++++ Material for the task

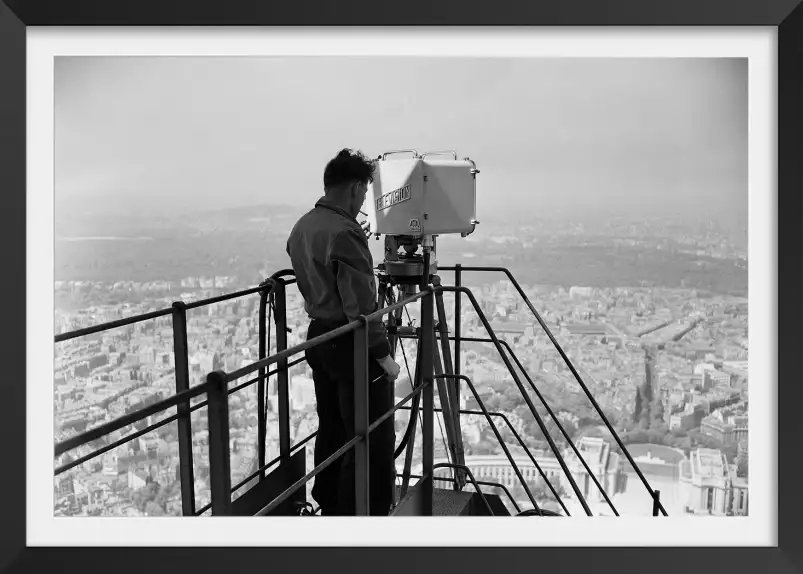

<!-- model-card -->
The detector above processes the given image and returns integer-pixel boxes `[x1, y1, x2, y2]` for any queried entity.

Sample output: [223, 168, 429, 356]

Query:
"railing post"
[173, 301, 195, 516]
[257, 287, 271, 480]
[274, 278, 290, 464]
[420, 288, 435, 516]
[454, 263, 463, 404]
[354, 315, 370, 516]
[206, 371, 231, 516]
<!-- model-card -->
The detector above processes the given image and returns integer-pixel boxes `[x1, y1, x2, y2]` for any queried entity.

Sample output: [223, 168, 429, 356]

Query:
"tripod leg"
[432, 333, 463, 490]
[400, 341, 422, 502]
[432, 275, 466, 490]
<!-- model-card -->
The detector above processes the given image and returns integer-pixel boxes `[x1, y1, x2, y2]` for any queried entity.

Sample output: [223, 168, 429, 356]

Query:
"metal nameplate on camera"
[376, 183, 411, 211]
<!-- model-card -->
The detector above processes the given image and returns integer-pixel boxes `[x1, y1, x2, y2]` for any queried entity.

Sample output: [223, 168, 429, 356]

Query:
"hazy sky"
[55, 57, 748, 220]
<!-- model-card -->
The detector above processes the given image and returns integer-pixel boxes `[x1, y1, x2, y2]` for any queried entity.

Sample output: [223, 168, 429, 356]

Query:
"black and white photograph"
[25, 29, 776, 544]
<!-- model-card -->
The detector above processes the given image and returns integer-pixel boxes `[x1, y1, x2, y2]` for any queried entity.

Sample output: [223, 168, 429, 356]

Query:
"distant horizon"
[54, 57, 748, 228]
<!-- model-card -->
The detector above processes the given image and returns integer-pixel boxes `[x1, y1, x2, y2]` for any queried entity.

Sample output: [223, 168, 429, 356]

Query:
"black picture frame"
[0, 0, 803, 574]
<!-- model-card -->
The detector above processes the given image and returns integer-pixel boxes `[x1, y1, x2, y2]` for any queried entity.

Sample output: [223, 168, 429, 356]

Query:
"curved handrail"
[450, 337, 619, 516]
[440, 266, 667, 516]
[435, 374, 540, 511]
[402, 407, 571, 516]
[432, 462, 496, 516]
[255, 379, 432, 516]
[407, 474, 521, 512]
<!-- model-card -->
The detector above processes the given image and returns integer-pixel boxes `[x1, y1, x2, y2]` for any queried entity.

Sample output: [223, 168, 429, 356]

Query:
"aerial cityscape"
[54, 208, 748, 516]
[53, 56, 752, 520]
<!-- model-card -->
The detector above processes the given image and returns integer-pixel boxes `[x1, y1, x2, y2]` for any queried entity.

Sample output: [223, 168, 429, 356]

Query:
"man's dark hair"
[323, 148, 376, 189]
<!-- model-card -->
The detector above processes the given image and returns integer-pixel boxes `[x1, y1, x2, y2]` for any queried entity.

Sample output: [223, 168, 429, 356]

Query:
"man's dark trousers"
[305, 320, 395, 516]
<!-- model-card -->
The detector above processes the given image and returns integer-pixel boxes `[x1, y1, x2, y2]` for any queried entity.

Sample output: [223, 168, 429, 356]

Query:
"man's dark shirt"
[287, 197, 390, 359]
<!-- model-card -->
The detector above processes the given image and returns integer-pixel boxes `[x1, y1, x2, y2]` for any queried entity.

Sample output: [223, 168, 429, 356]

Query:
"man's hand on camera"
[379, 355, 401, 382]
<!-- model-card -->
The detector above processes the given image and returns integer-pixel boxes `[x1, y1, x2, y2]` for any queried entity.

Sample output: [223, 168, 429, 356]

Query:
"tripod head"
[363, 150, 479, 282]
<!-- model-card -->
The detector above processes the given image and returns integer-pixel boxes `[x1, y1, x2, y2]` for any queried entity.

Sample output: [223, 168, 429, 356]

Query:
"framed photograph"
[0, 0, 803, 573]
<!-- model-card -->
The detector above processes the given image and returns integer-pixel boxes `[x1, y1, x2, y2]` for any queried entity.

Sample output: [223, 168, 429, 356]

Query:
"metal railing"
[439, 263, 667, 516]
[54, 269, 304, 516]
[55, 265, 666, 516]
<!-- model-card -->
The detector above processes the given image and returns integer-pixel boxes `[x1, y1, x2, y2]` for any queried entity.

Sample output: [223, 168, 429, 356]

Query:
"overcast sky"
[55, 57, 747, 220]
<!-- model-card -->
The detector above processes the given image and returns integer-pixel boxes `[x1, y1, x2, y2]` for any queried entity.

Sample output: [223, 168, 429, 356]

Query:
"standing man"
[287, 149, 399, 516]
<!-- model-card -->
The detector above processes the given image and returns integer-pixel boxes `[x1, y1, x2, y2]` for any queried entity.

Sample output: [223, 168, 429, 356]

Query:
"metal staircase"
[55, 265, 666, 516]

++++++++

Collect every line in the records above that contains the string "black". Treat uppercase and lowercase letters as different.

● **Written solution**:
"black and white photograph"
"black picture frame"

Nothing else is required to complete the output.